[RECORDS SHOWN]:
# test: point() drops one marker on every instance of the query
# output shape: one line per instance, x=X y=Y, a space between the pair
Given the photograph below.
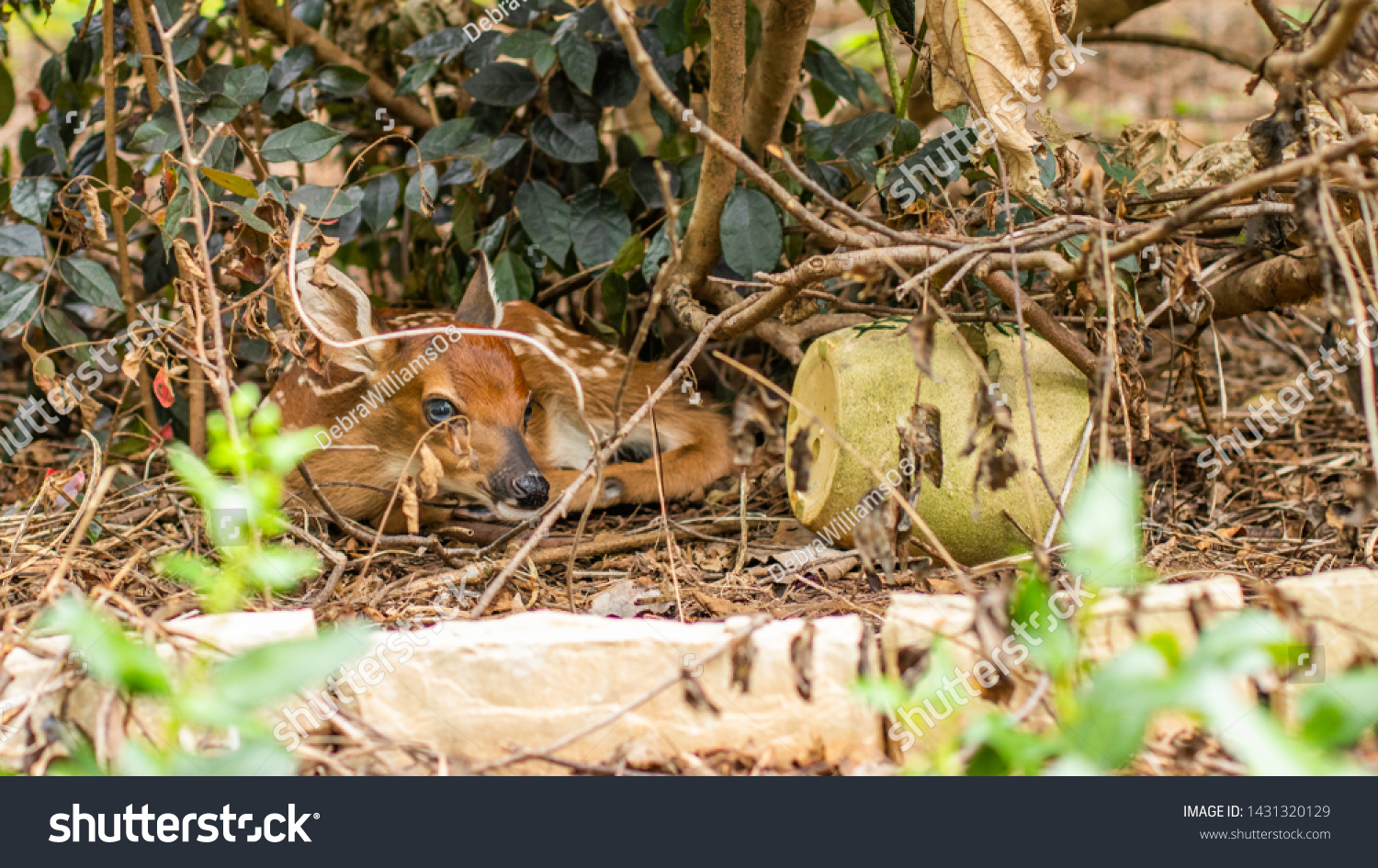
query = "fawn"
x=501 y=418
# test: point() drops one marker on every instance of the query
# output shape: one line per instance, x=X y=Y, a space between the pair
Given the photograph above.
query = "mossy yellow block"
x=862 y=382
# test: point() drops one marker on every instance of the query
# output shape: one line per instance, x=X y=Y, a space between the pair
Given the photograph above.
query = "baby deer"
x=501 y=418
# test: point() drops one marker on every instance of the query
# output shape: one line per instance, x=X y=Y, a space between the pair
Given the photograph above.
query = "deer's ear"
x=480 y=303
x=341 y=310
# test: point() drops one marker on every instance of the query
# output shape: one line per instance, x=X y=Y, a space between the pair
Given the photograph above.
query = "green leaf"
x=565 y=137
x=579 y=60
x=503 y=85
x=245 y=85
x=21 y=240
x=273 y=672
x=502 y=152
x=751 y=233
x=110 y=656
x=32 y=198
x=341 y=80
x=597 y=226
x=1102 y=528
x=248 y=217
x=512 y=278
x=826 y=66
x=416 y=74
x=305 y=142
x=449 y=40
x=18 y=303
x=444 y=141
x=523 y=44
x=545 y=217
x=91 y=281
x=412 y=196
x=380 y=200
x=616 y=83
x=240 y=186
x=289 y=66
x=322 y=203
x=545 y=60
x=1337 y=711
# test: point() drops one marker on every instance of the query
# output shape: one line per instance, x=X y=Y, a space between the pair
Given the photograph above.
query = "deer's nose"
x=532 y=490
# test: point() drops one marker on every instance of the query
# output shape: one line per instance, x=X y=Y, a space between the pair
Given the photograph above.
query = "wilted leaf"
x=995 y=50
x=597 y=226
x=623 y=600
x=432 y=473
x=303 y=142
x=503 y=85
x=921 y=341
x=801 y=457
x=91 y=281
x=751 y=233
x=545 y=217
x=32 y=198
x=240 y=186
x=380 y=200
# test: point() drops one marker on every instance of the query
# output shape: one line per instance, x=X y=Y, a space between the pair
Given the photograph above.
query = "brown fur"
x=490 y=382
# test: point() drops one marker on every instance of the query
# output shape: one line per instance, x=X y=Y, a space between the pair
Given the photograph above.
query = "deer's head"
x=465 y=396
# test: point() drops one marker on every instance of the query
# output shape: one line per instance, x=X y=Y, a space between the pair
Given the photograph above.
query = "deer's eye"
x=438 y=411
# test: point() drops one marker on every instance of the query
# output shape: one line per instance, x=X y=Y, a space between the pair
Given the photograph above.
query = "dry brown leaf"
x=716 y=605
x=432 y=473
x=987 y=54
x=93 y=204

[REQUIREMENTS]: Extract every line of the data exactly; pictures stay out.

[WORKED SOLUTION]:
# test: point() drops one marker on every instance of the query
# output shape: one line per instance, x=X y=Y, a space between the pair
Given the photograph below.
query = "fawn"
x=501 y=418
# test: point() drops one marker on every instance of the query
# output shape: one line per instance, x=X y=Y, a space between the pair
Given the photograph above.
query = "mossy yellow block"
x=862 y=382
# test: point() drops one marker on every instance of the query
# output shape: one line per instance, x=X y=Y, a space between the pair
Given the photograph above.
query = "baby deer"
x=501 y=418
# test: point() drops one marker on every instance of the query
# output shape: one line per instance, x=X y=Y, a space between the pair
Given the photograph above.
query = "deer's ear"
x=480 y=303
x=341 y=310
# test: point() drops one marker on every instance of the query
# output shape: one line per instance, x=X y=Y, a space between the pair
Given the photograph above.
query = "green leaf"
x=565 y=137
x=579 y=60
x=503 y=85
x=245 y=85
x=21 y=240
x=273 y=672
x=502 y=152
x=751 y=233
x=110 y=656
x=32 y=198
x=341 y=80
x=597 y=226
x=1102 y=528
x=248 y=217
x=512 y=278
x=826 y=66
x=416 y=74
x=305 y=142
x=449 y=40
x=18 y=303
x=444 y=141
x=523 y=44
x=545 y=217
x=91 y=281
x=412 y=196
x=380 y=200
x=616 y=83
x=240 y=186
x=289 y=66
x=322 y=203
x=545 y=60
x=1337 y=711
# test: point() drops one marker on every instance of the query
# output shape: one line per instance, x=X y=Y, a space between the pair
Given the photograph above.
query = "deer's nose"
x=532 y=490
# test: point() drops one marker on every instance of the query
# output shape: one line per instance, x=X y=Y, a space between the pair
Given the photograph above.
query = "wilted leaf"
x=995 y=50
x=597 y=226
x=623 y=600
x=432 y=473
x=303 y=142
x=503 y=85
x=921 y=341
x=801 y=457
x=91 y=281
x=751 y=233
x=545 y=217
x=32 y=198
x=240 y=186
x=380 y=200
# test: point() drops one marker on every instance of the query
# output shape: one line per instance, x=X y=Y, a space between the pair
Given the photograph above.
query = "brown fur"
x=490 y=382
# test: point() drops one marker on every instance of the query
# output shape: one line per instance, x=X y=Y, a space between the pair
Given the photograph above.
query = "deer's head"
x=465 y=396
# test: point() drops one marker on every instance of the query
# output shape: one line per instance, x=X y=Y, a space between the pair
Given the photograph above.
query = "deer's eye"
x=438 y=411
# test: point() drops one marker on every instance of the query
# output shape: one line per instance, x=X y=Y, a space between the pair
Given the photograph above.
query = "dry brown leaf"
x=716 y=605
x=432 y=473
x=987 y=54
x=93 y=204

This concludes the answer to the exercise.